▸ PROVIDED MATERIAL:
**********

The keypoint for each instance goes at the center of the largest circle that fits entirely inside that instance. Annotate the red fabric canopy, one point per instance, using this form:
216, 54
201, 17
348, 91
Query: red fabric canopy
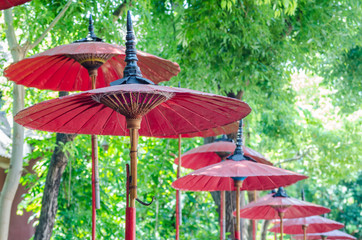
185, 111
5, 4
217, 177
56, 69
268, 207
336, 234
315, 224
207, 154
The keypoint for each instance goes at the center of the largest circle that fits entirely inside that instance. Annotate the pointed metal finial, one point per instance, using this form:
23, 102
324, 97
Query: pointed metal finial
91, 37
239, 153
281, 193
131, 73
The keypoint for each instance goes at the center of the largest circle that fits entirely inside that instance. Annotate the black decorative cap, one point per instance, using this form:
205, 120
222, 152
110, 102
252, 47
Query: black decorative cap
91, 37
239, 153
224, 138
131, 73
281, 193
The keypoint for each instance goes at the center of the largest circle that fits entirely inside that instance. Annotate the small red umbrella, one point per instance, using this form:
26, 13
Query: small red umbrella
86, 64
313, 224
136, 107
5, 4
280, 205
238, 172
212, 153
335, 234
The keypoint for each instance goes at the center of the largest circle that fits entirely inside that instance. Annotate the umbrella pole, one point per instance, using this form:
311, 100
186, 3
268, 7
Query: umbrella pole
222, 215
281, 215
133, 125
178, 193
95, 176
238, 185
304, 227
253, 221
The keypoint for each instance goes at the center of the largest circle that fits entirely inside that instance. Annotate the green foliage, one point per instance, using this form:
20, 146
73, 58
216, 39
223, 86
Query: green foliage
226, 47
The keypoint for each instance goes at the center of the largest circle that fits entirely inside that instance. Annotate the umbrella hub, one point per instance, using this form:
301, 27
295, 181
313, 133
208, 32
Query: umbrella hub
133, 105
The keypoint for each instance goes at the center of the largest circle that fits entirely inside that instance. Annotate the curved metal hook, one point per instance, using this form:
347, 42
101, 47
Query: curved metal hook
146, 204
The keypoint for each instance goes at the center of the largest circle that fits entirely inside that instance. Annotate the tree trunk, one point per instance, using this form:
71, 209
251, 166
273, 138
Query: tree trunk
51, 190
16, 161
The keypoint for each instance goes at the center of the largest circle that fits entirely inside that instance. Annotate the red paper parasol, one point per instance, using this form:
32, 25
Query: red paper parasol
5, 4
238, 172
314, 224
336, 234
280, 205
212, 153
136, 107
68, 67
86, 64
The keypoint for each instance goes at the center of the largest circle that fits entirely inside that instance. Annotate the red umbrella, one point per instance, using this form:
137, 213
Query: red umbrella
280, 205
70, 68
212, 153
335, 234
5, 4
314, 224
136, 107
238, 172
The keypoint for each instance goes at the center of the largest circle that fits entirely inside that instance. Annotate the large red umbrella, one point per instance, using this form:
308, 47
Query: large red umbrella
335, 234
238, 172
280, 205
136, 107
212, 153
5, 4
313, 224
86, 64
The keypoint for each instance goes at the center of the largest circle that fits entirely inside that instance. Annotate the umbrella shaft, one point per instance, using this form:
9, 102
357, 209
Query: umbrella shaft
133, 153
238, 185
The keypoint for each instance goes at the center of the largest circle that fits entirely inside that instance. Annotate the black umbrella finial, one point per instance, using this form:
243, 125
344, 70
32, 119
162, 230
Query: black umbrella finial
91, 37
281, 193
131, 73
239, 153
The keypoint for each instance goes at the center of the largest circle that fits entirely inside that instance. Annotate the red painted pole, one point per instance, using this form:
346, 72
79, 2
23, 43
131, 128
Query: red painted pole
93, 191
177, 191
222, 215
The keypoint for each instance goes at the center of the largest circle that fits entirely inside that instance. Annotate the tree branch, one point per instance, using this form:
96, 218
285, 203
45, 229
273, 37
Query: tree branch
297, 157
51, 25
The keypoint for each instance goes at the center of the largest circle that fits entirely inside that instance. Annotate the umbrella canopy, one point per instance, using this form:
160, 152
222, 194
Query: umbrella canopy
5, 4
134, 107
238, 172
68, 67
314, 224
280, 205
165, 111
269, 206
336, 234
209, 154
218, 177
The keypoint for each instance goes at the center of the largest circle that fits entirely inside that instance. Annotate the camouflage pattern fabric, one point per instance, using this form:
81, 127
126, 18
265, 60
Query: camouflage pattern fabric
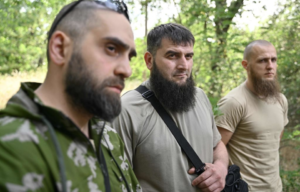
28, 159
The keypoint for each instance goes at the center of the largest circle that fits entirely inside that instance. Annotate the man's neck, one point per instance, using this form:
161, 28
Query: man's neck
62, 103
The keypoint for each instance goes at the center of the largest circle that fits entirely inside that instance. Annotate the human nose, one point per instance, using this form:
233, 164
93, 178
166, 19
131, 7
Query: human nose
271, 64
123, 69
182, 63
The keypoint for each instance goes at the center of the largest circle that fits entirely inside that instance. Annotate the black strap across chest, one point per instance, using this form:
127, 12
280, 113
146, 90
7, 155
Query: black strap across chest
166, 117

**********

▸ PROBLEM TO SOLVE: Reproduce the full listing above verbatim, with no pictures included.

▸ RESULT OF THIS EXERCISE:
The keypoint for each instance goes at the center of the largest circle that fits entirely inside that instance. Annotate the red fabric canopy, one point per instance, using this form:
216, 54
201, 17
348, 91
Query: red fabric canopy
185, 111
5, 4
217, 177
56, 69
268, 207
336, 234
315, 224
207, 154
The keypoint for each instance goes at the center of the largest circle that fits entirely inside that instance. Annotate the pointed metal finial, one point per instance, using this form:
23, 102
324, 97
Query: pointed metal finial
91, 37
239, 153
281, 193
131, 73
The keypoint for each instance goes at the center of the largest circle that fits entirely inside that instance. Annotate the black decorative cap, one point per instance, using this form:
205, 120
222, 152
110, 102
252, 47
Query: black decorative cap
91, 37
239, 153
224, 138
131, 73
281, 193
The keypoint for each instance goes at the center of the largest circle that fits entirely inside that instance. Annotate the small red umbrella, one point per instance, using this form:
26, 13
Query: small red umbrella
86, 64
313, 224
136, 107
5, 4
280, 205
238, 172
212, 153
335, 234
The keypoint for each instance goes at the center of the largest circle that fits entirely inside that instance. Annotate the umbrella pole, one point per instance, using this form:
311, 100
186, 3
268, 7
Query: umbrella pole
222, 215
281, 215
133, 125
178, 193
95, 176
238, 185
304, 227
253, 221
The keypoint for each instance goes at the center of the largest circle that fits entirely inside that instance. Annotate the green foliage, one point per instance, using this form:
20, 146
73, 58
216, 39
223, 86
Query: green foliage
226, 47
The keypoint for each instance goes at the center of the largest circle that fits entirely inside that instance. Annotate the umbrella hub, one point per instance, using this form:
301, 27
295, 181
313, 133
208, 32
Query: umbrella hub
133, 105
The keypoint for each instance goes at the center of the largest circle that fits entirely inside that instance. Annotate the curved metal hook, one point per instance, using this form:
347, 42
101, 47
Query: curved metal hook
146, 204
The keypoint for each instance goes at the center of the largest circle that fits entirely inside that instance. Annotate the tree trunk, one point per instance, using this form:
71, 209
251, 166
273, 138
Query: tree trunk
51, 190
16, 161
The keypoint for each instance goes at the center of the largest circle that fits entirely inside that instance. Annotate the red paper parasol, one point per instance, using this form:
32, 25
Query: red paper parasol
5, 4
238, 172
314, 224
336, 234
280, 205
212, 153
136, 107
68, 67
86, 64
The keypoint for each instance goes at the center of the largest circle that fits entirely inside that instance. Annotate the red umbrella, one point per instance, using this form:
137, 213
Query: red umbrella
280, 205
70, 68
212, 153
335, 234
5, 4
314, 224
136, 107
238, 172
The keypoint for each instance goes at the center of the largest circle that fits entirely inside that instance. Annotate the large red umbrella, one point per instance, using this form:
308, 47
Query: large red umbrella
335, 234
238, 172
280, 205
136, 107
212, 153
5, 4
313, 224
86, 64
The keypoint for each instance goes at the center of the largest circle that fits entirely inside that instance. Annotate the umbrella shaft, one point per instance, using this form:
9, 102
357, 209
Query: umbrella shaft
133, 153
238, 185
The keypoint for each instance goes at the center of the largest circle that fits entirely inside that instance. Annotate the black umbrella finial, one point per instance, using this form:
243, 125
344, 70
32, 119
162, 230
Query: black umbrella finial
91, 37
281, 193
131, 73
239, 153
The keypoint for each instance goes at the center of the largest circle that fits entirely inside that instance. Annotate the red painted pole, one point per instance, using this form:
346, 72
79, 2
23, 43
131, 128
Query: red painted pole
93, 191
177, 191
222, 215
The keypoint for each instance goes at the center of the largest circle that fits entirely inside that instance. Annotate the tree branch, one point per instance, using this form:
96, 218
285, 203
45, 229
273, 37
Query: tree branch
297, 157
51, 25
The keypoint for each instance goes at the center of the largest circle that fits entirely inside that instance. Annotate the umbrella canopy, one point per instance, using this form:
160, 152
222, 194
Query: umbrella canopy
5, 4
134, 107
238, 172
68, 67
314, 224
280, 205
165, 111
269, 206
336, 234
209, 154
218, 177
The keypoint for each instance goes at the center of the largest circle that fits entirely inside that instance. Annotate the camouflage pattern fabric, one point per instance, using this form:
81, 127
126, 18
265, 60
Query: camouflage pattern fabric
28, 159
The keypoint for each instance goes at the center of the largest circle that fits entirely inside that instance. Annotate the man's neck, one point per instance, using this form:
161, 28
Query: man's neck
62, 103
The keypoint for each instance goes at the center of the largest circle that fits entirely inside that instance. Annotate the human nose, one point per instance, using this form:
233, 164
93, 178
166, 19
131, 7
Query: human nose
271, 64
123, 69
182, 63
The keypoint for each instance goes at the center of the largest circle that fits entirely inside that instance. Annotate the black strap across chest, one point per instance, using this form:
127, 12
280, 113
146, 90
7, 155
Query: black strap across chest
166, 117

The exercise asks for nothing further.